**PROBLEM REQUIREMENTS:** Which lines in the material below contain the word "canopy"? Show each of those lines in full.

**DATA TO PROCESS:**
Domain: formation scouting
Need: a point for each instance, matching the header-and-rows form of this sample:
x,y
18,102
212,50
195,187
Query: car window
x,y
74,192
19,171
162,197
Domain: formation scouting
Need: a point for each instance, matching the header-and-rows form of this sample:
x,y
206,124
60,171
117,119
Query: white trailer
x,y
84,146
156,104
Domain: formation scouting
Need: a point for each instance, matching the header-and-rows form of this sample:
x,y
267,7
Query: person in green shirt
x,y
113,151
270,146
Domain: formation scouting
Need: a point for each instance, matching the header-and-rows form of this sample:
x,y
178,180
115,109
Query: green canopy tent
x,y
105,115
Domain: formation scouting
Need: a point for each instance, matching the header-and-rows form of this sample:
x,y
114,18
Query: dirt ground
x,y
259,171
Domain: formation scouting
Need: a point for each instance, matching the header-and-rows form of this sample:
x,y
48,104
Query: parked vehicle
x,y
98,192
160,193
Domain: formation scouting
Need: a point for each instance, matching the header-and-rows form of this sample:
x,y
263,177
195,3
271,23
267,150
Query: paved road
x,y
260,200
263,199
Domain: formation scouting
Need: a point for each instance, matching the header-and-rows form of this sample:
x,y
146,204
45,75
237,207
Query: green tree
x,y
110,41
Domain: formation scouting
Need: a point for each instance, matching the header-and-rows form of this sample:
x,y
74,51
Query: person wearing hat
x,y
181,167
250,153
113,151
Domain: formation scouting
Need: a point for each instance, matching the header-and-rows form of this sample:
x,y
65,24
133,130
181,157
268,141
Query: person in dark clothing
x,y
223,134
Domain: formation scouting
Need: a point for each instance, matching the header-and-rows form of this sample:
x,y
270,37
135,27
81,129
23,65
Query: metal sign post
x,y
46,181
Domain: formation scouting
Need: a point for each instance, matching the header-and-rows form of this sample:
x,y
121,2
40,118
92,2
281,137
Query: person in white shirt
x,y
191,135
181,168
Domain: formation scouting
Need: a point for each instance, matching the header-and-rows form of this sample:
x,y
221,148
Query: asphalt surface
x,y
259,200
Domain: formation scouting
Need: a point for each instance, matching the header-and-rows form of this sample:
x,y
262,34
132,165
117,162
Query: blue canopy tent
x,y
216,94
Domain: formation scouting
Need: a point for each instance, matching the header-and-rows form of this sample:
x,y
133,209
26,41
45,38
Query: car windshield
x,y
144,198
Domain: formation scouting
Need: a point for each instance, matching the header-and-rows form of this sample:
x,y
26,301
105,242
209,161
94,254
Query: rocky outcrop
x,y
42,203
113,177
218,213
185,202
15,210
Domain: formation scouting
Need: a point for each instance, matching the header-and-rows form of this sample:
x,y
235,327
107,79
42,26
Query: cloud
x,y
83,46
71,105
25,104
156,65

**SOLUTION FOR THIS TASK:**
Query: green canopy tent
Query: blue canopy tent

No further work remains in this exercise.